* _TASK TO CARRY OUT_
Drop every picture. Then return, exactly, the lines from the beginning of the listing below through the one containing "Annotation task — mark the potted".

#####

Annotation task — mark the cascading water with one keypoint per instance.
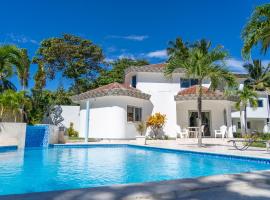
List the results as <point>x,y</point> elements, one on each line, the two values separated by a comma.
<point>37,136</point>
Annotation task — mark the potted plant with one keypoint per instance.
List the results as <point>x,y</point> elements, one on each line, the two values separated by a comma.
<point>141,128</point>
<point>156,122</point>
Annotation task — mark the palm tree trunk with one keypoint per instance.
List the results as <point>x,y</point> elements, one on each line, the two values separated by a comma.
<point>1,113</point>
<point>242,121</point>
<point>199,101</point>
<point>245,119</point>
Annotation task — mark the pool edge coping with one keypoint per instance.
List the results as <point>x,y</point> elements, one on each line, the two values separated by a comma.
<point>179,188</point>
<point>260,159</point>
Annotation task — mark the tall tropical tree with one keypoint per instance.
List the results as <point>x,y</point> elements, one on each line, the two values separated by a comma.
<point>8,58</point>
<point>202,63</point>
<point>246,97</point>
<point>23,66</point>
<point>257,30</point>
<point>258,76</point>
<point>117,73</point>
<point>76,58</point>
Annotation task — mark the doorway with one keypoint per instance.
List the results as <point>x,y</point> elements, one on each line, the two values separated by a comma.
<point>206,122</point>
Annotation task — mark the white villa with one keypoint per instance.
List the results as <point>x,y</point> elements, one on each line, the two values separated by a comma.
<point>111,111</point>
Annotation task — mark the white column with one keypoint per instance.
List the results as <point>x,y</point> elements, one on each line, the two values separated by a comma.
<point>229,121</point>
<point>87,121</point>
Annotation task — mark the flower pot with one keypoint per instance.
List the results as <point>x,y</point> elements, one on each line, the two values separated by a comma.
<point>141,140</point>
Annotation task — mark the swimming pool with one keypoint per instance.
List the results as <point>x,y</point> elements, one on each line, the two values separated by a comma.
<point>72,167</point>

#####

* _SOLVED PROBLEM_
Annotation task — mark the cascading water with one keypoint per instance.
List the results as <point>x,y</point> elements, one on each line, the two values separated by a comma.
<point>37,136</point>
Annotation task — mark the potted plant with one keypoint per instance.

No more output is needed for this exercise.